**Deine Aufgabe**
Gib aus dem Textauszug unten über das Gemeinschaftsrecht den Teil wortgetreu aus, der mit den Worten „1. Das europäische“ anfängt und mit „des Unionsrechts aus.“ aufhört.

**Textauszug**
•••
Das Wichtigste in Kürze:

1. Das europäische Gemeinschaftsrecht, besteht neben den Rechtsordnungen der Mitgliedstaaten; es ist von diesen unabhängig und eigenständig.
2. Das Gemeinschaftsrecht hat absoluten Vorrang vor nationalem Recht einschließlich Verfassungsrecht.
3. Auch die Rechtsprechung des BVerfG geht im Grundsatz ebenfalls vom Vorrang des Unionsrechts aus.
4. Das Recht der Union auszulegen, ist ausschließlich dem EuGH vorbehalten (Art. 267 AEUV).
 

Rdn 1454

 

Literaturhinweise:

s. → Rechtsmittel/Rechtsbehelfe, Allgemeines, Teil A Rdn 1289, m.w.N.

 

Rdn 1455

1.a) Die europäische Rechtsordnung, das Gemeinschaftsrecht, besteht neben den Rechtsordnungen der Mitgliedstaaten; sie ist von diesen unabhängig und eigenständig (EuGH DRsp Nr. 2006/15863 = Slg. 1964, 1251; BVerfGE NJW 1968, 348; NJW 1971, 2122). Sie besteht aus primären und sekundären Rechtsquellen.
•••
[Beispiele zur Punktbeschriftung]
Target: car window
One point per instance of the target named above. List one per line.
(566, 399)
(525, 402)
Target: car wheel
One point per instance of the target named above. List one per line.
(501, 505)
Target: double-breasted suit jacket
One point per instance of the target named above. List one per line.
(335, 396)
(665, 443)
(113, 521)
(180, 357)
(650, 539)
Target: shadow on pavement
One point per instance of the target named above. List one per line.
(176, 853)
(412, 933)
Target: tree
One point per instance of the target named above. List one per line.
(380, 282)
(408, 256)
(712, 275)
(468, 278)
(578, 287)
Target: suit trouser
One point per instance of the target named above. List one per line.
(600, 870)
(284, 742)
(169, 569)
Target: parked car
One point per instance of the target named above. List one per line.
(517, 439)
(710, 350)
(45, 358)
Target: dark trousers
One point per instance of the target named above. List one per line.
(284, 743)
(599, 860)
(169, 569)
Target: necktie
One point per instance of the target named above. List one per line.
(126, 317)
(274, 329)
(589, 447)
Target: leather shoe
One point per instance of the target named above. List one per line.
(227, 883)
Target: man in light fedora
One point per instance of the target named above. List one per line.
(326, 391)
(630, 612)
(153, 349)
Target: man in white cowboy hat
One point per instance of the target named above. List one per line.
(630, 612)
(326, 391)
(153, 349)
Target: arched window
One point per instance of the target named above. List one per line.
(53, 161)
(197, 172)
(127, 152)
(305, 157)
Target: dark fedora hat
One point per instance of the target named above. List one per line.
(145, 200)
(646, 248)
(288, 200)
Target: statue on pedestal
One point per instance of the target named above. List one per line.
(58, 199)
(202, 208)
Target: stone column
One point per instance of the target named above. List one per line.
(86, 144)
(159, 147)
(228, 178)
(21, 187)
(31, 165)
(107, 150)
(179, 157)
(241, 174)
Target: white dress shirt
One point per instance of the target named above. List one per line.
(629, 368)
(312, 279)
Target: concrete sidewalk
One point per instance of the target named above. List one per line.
•••
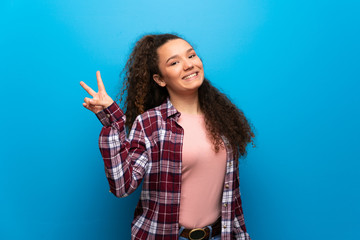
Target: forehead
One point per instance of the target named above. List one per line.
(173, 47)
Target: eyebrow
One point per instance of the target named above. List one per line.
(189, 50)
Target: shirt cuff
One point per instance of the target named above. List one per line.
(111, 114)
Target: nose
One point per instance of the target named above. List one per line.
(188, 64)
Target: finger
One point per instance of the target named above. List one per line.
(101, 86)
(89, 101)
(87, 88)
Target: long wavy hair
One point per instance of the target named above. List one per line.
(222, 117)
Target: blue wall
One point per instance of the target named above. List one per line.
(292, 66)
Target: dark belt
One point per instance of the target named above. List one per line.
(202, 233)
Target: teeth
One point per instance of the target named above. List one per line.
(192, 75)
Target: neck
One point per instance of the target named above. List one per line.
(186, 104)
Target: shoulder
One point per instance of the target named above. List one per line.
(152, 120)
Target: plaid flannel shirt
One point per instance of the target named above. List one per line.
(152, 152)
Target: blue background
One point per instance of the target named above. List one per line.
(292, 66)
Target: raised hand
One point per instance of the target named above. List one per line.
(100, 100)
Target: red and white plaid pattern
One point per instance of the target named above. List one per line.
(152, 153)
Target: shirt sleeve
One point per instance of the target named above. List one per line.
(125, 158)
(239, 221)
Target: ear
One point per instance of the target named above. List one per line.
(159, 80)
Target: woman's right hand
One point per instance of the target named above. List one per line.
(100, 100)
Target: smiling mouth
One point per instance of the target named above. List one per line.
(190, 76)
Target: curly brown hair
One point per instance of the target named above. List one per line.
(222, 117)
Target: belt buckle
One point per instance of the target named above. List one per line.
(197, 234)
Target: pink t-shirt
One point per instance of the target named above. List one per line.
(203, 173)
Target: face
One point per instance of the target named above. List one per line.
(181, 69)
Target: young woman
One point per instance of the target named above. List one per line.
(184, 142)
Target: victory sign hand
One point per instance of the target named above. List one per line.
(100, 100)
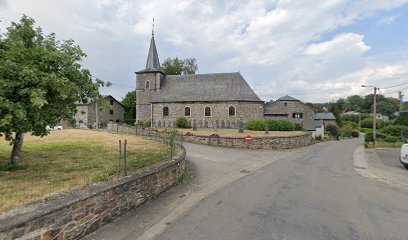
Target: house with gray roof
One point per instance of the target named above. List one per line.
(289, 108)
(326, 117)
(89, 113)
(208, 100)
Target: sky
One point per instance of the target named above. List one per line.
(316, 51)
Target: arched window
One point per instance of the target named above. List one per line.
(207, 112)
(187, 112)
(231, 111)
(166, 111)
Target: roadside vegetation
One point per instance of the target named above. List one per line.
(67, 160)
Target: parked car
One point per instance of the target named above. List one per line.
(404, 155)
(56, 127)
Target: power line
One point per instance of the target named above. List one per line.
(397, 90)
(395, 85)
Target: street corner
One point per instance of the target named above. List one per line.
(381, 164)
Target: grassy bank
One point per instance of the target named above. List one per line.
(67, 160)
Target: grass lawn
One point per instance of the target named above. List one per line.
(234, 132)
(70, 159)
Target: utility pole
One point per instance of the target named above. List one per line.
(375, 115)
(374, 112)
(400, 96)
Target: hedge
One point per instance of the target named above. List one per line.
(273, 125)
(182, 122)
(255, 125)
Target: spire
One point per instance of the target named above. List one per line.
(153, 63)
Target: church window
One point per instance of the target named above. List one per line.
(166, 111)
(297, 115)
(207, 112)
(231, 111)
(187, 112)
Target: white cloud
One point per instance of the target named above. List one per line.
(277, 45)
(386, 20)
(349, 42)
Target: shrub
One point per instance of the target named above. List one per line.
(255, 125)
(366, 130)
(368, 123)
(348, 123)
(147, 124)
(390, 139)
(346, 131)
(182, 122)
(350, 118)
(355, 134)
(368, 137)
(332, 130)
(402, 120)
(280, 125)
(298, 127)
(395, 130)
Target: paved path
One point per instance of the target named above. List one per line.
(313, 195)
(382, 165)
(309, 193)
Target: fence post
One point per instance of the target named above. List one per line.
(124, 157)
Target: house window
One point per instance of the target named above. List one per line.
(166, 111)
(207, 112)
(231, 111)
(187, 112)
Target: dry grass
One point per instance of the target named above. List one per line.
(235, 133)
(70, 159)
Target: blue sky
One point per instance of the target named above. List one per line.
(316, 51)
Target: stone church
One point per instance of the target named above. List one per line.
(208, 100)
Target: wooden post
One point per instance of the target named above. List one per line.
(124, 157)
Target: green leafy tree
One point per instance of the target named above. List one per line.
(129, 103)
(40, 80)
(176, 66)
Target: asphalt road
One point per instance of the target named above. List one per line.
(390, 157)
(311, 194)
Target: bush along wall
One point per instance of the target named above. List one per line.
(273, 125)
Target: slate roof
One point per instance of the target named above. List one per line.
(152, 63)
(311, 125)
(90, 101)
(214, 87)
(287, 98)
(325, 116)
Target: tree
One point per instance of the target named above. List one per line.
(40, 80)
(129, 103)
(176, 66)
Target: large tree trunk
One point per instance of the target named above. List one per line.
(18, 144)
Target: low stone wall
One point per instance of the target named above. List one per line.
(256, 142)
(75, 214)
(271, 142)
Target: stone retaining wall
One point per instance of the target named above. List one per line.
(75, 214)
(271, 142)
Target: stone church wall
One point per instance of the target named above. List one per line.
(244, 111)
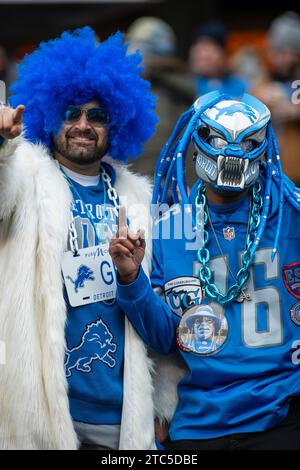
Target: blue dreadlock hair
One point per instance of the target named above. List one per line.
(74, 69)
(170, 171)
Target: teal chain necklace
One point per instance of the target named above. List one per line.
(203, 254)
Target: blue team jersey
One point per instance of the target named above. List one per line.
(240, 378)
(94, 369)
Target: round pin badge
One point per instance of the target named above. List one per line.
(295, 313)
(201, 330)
•••
**Antwort**
1. Das europäische Gemeinschaftsrecht, besteht neben den Rechtsordnungen der Mitgliedstaaten; es ist von diesen unabhängig und eigenständig.
2. Das Gemeinschaftsrecht hat absoluten Vorrang vor nationalem Recht einschließlich Verfassungsrecht.
3. Auch die Rechtsprechung des BVerfG geht im Grundsatz ebenfalls vom Vorrang des Unionsrechts aus.